Exercício proposto 1: De acordo com o trecho fornecido, quantas entidades o seminário "Comunicação a Serviço da Saúde" reuniu?

Trecho fornecido:
════════════════════
O principal desafio, entretanto, é dizer à
população que eles podem, sim, usar o sistema de saúde, ainda que não estejam
regularizados no Brasil. Normalmente não usam, pois têm medo de serem
entregues à Polícia Federal.
Após o fechamento da rádio, Denise Condeixa,
gerente de comunicação e educação da Vigilância e Saúde da Secretaria Municipal
de Saúde, participou de um encontro com os responsáveis pela rádio na sede da
OBORÉ, no último dia 18, quinta-feira. Para ela, “é necessário um trabalho de
informação para reeducação dos latinos que vivem na capital para que
procurem o sistema de saúde. Não importa que sejam clandestinos, não serão
entregues à Polícia Federal. Se mora em São Paulo, tem direito ao serviço de
saúde. E a rádio nesse sentido é fundamental.”
Sua afirmação vai na mesma direção da intervenção
do Secretário Municipal de Saúde, Gonzalo Vecina, no Seminário “Comunicação a
Serviço da Saúde”, que reuniu 80 entidades e 200 pessoas no dia 13 de março na
Câmara Municipal de São Paulo. "A expansão das rádios comunitárias é muito
importante para suprir parte da demanda de veicular a mensagem da saúde.
════════════════════
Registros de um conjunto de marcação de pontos

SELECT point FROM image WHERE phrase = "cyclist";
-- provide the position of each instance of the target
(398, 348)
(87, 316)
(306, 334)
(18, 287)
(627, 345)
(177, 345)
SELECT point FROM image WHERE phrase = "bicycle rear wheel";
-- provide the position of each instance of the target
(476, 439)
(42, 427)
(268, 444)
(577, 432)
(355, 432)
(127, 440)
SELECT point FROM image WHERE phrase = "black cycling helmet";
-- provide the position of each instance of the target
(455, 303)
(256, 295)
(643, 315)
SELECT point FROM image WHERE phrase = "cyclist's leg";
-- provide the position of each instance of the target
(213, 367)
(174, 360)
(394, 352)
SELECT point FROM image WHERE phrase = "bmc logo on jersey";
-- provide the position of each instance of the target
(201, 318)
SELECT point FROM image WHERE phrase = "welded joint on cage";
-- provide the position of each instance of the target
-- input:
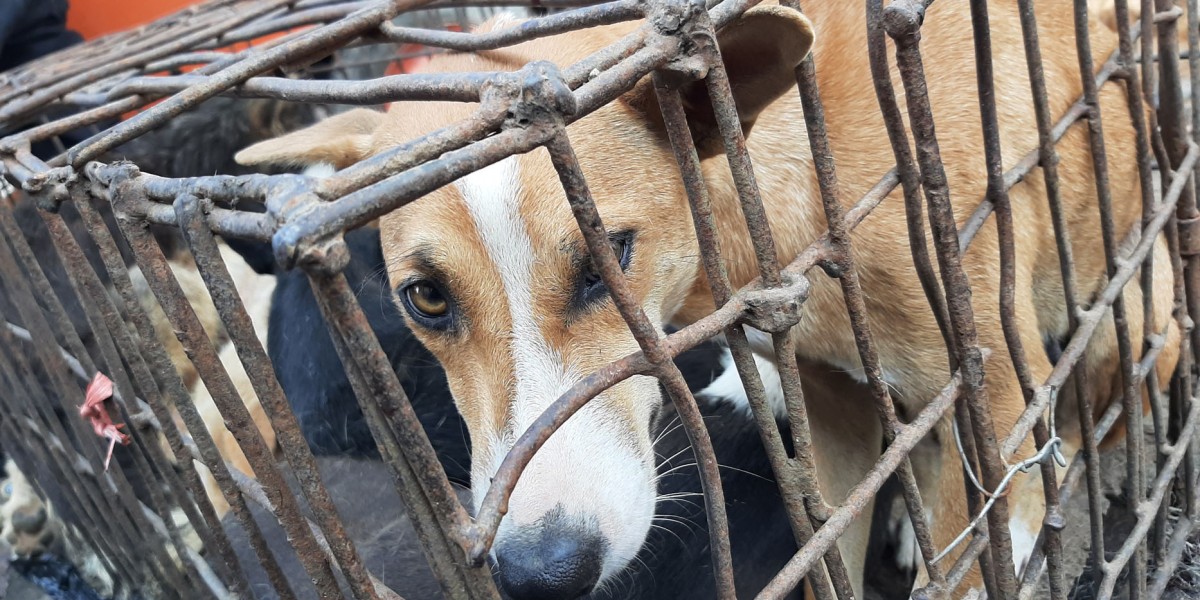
(1169, 15)
(49, 186)
(687, 21)
(1189, 237)
(777, 310)
(904, 18)
(537, 94)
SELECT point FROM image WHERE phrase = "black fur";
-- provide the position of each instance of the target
(675, 562)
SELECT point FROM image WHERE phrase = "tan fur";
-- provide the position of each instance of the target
(633, 177)
(19, 509)
(256, 294)
(184, 269)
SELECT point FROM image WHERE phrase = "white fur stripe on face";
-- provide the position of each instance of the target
(591, 467)
(729, 387)
(492, 196)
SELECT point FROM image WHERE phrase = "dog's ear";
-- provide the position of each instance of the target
(760, 51)
(340, 141)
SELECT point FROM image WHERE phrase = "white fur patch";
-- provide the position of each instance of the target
(319, 171)
(589, 467)
(729, 387)
(1024, 539)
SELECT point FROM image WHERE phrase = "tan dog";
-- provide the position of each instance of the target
(256, 292)
(493, 277)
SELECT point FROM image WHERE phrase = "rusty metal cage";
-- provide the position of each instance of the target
(45, 361)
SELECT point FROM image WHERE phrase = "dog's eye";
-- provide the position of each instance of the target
(426, 304)
(593, 286)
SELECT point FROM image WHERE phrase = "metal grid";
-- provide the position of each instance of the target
(305, 221)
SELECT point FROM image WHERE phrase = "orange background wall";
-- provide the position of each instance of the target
(94, 18)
════════════════════
Exercício proposto 2: Reescreva como lista numerada as linhas da listagem, desde o início dela até a linha que contém "(1024, 539)", ambas incluídas, sem as linhas em branco. Deixe as imagens fora da resposta.

Resolução completa 1: O seminário reuniu 80 entidades.

Resolução completa 2:
1. SELECT point FROM image WHERE phrase = "cyclist";
2. -- provide the position of each instance of the target
3. (398, 348)
4. (87, 316)
5. (306, 334)
6. (18, 287)
7. (627, 345)
8. (177, 345)
9. SELECT point FROM image WHERE phrase = "bicycle rear wheel";
10. -- provide the position of each instance of the target
11. (476, 439)
12. (42, 427)
13. (268, 444)
14. (577, 432)
15. (355, 432)
16. (127, 440)
17. SELECT point FROM image WHERE phrase = "black cycling helmet";
18. -- provide the position of each instance of the target
19. (455, 303)
20. (256, 295)
21. (643, 315)
22. SELECT point FROM image WHERE phrase = "cyclist's leg";
23. -- provide the position of each instance of the target
24. (213, 367)
25. (174, 360)
26. (394, 352)
27. SELECT point FROM image WHERE phrase = "bmc logo on jersey";
28. -- provide the position of each instance of the target
29. (201, 318)
30. SELECT point FROM image WHERE phrase = "welded joint on cage";
31. -- provide the position of each instance of the target
32. -- input:
33. (1169, 15)
34. (49, 186)
35. (687, 21)
36. (1189, 237)
37. (777, 310)
38. (904, 18)
39. (537, 94)
40. SELECT point FROM image WHERE phrase = "black fur";
41. -- provide the position of each instance of the target
42. (675, 562)
43. SELECT point FROM image WHERE phrase = "tan fur";
44. -- provide the position of each instance of the target
45. (633, 177)
46. (19, 509)
47. (256, 294)
48. (184, 269)
49. SELECT point FROM image WHERE phrase = "white fur stripe on face";
50. -- provide the position of each instance of the target
51. (591, 467)
52. (729, 387)
53. (492, 196)
54. SELECT point FROM image WHERE phrase = "dog's ear";
55. -- provide the position of each instance of the target
56. (760, 51)
57. (340, 141)
58. SELECT point FROM image WHERE phrase = "white fur patch";
59. -- provide the position of each instance of the target
60. (319, 171)
61. (589, 467)
62. (729, 387)
63. (1024, 539)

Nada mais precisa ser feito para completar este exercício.